Task requirements => Your copy should match the listing below word for word, with no images in it.
=======
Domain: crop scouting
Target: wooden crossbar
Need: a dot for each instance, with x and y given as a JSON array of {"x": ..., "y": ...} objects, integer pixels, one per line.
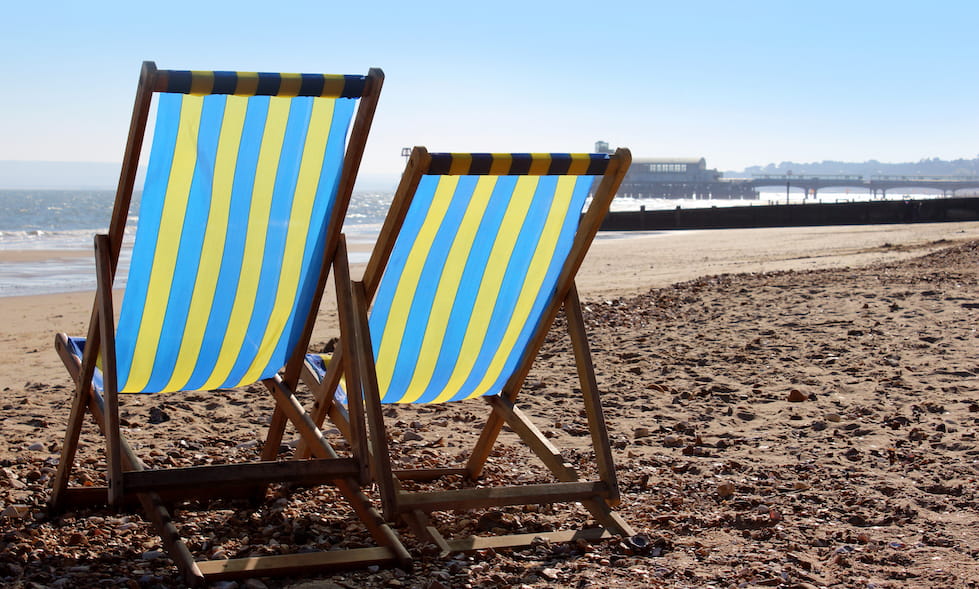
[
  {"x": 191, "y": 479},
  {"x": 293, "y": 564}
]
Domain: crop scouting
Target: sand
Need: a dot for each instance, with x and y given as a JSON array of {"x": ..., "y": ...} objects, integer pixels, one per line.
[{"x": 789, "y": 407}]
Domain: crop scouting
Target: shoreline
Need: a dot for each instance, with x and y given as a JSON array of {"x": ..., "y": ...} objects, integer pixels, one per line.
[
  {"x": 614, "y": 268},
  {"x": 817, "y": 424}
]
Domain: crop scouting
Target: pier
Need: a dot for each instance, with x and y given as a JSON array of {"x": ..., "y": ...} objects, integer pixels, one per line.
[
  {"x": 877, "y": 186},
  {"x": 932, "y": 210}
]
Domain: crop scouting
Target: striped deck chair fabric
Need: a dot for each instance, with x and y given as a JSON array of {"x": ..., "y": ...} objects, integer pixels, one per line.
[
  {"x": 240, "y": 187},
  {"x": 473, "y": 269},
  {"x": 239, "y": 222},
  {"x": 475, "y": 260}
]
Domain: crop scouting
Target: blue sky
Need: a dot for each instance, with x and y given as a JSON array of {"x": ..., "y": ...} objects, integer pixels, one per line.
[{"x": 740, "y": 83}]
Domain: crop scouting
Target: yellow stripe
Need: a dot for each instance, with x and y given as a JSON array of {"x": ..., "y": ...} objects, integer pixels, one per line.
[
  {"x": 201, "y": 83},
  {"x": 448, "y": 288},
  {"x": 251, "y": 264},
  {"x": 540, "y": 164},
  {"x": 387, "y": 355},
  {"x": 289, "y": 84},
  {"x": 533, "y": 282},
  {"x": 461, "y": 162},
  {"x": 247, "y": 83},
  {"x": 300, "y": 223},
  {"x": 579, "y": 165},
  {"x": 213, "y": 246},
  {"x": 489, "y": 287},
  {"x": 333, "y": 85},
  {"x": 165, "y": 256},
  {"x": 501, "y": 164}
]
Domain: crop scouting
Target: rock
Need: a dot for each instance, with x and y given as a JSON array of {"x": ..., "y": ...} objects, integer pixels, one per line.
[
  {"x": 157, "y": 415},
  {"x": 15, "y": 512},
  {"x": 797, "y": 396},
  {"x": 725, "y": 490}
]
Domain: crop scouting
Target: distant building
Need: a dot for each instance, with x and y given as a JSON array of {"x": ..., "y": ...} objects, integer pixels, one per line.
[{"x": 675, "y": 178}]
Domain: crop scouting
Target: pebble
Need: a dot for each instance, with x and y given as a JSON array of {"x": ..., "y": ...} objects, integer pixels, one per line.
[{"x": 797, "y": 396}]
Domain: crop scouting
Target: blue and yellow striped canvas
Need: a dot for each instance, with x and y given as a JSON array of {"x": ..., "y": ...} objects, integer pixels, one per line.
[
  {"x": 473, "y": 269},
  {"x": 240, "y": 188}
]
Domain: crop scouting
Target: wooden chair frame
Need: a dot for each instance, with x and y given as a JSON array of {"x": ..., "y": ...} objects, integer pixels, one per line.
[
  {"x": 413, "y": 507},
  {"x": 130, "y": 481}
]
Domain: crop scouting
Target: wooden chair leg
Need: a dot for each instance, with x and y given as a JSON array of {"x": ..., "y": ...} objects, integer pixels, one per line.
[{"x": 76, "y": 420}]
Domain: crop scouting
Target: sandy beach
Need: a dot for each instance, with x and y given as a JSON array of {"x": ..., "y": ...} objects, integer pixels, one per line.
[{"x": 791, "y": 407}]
=======
Exercise result =>
Domain: crop scouting
Target: wooden crossbar
Need: a dot for each instance, with x and y given as a JSON array of {"x": ..., "y": ...} objects, integer pixels, one per line.
[
  {"x": 191, "y": 479},
  {"x": 293, "y": 564}
]
Domain: crop scouting
Target: sand
Need: a dot for each instance, with x and y given as a JSON array of {"x": ..., "y": ...} objects, integer pixels, one per line.
[{"x": 789, "y": 407}]
Domain: crop scouting
Target: shoreline
Need: a dot for each instance, with x and y given as a JSON array of {"x": ..., "y": ...} objects, integer pixels, one per line.
[
  {"x": 614, "y": 268},
  {"x": 817, "y": 424}
]
Domain: crop scouting
Target: pier
Need: a dot for each instance, with x and y given as a JSON array of {"x": ..., "y": ...} objects, integer pixels, one per line.
[
  {"x": 877, "y": 186},
  {"x": 932, "y": 210}
]
Domain: crop scouting
Target: striped deck chair fabric
Need: a dot for each instance, with x and y given as a JSON array of {"x": ..., "y": ...} objects, integer pixels, one per line.
[
  {"x": 240, "y": 187},
  {"x": 473, "y": 269},
  {"x": 239, "y": 222},
  {"x": 475, "y": 260}
]
Domain: crop scouting
Target: blue sky
Need: a dot for each instance, with x and y given as a JSON array of {"x": ..., "y": ...} objects, integer pixels, one per line.
[{"x": 740, "y": 83}]
Domain: crop scouting
Target: yellow stripe
Need: a dot for each instance, with x and y given as a JSON array of {"x": ..., "y": ...} objects, integer pixels, one per line.
[
  {"x": 201, "y": 83},
  {"x": 448, "y": 288},
  {"x": 251, "y": 264},
  {"x": 540, "y": 164},
  {"x": 387, "y": 355},
  {"x": 289, "y": 84},
  {"x": 533, "y": 282},
  {"x": 461, "y": 162},
  {"x": 247, "y": 83},
  {"x": 300, "y": 223},
  {"x": 579, "y": 165},
  {"x": 213, "y": 246},
  {"x": 489, "y": 287},
  {"x": 333, "y": 85},
  {"x": 165, "y": 256},
  {"x": 501, "y": 164}
]
Domain: crop scouting
Target: rock
Need: a dot for each instance, with x and y given as a JSON array of {"x": ..., "y": ...} objects, integer pixels, one per line.
[
  {"x": 157, "y": 415},
  {"x": 15, "y": 512},
  {"x": 797, "y": 396},
  {"x": 725, "y": 490}
]
Domain: crop scouting
Target: distant building
Need: a dot for each instance, with x and y given as a JSON array of {"x": ..., "y": ...} objects, integer pixels, one per line.
[{"x": 675, "y": 178}]
Domain: crop scouting
Target: pebble
Need: a dot for each instance, with x and y given as a JSON array of {"x": ..., "y": ...} objects, integer pixels, one per line.
[{"x": 797, "y": 396}]
Domain: crop scouting
Target: blue and yellow striped canvas
Need: a dot for each instance, with x and y given as a JSON array of {"x": ..., "y": ...} objects, integer pixels, one per line.
[
  {"x": 473, "y": 269},
  {"x": 240, "y": 188}
]
Domain: crop scouting
Target: wooden chair frame
Need: a dot for each instance, with x and y given as a JSON array of {"x": ..., "y": ...} objects, integer pixels, one per line.
[
  {"x": 413, "y": 507},
  {"x": 130, "y": 481}
]
Domain: crop scouting
Target: wooden chair leg
Need: a dot for each instance, with x and y given as a JSON array of {"x": ..., "y": ...} objects, integer pixels, one per line.
[{"x": 76, "y": 420}]
Domain: crop scouting
Target: sandy beach
Need: a dot for each instance, with x and y given as a JSON array of {"x": ..., "y": ...} objects, integer pixels, one per line.
[{"x": 791, "y": 407}]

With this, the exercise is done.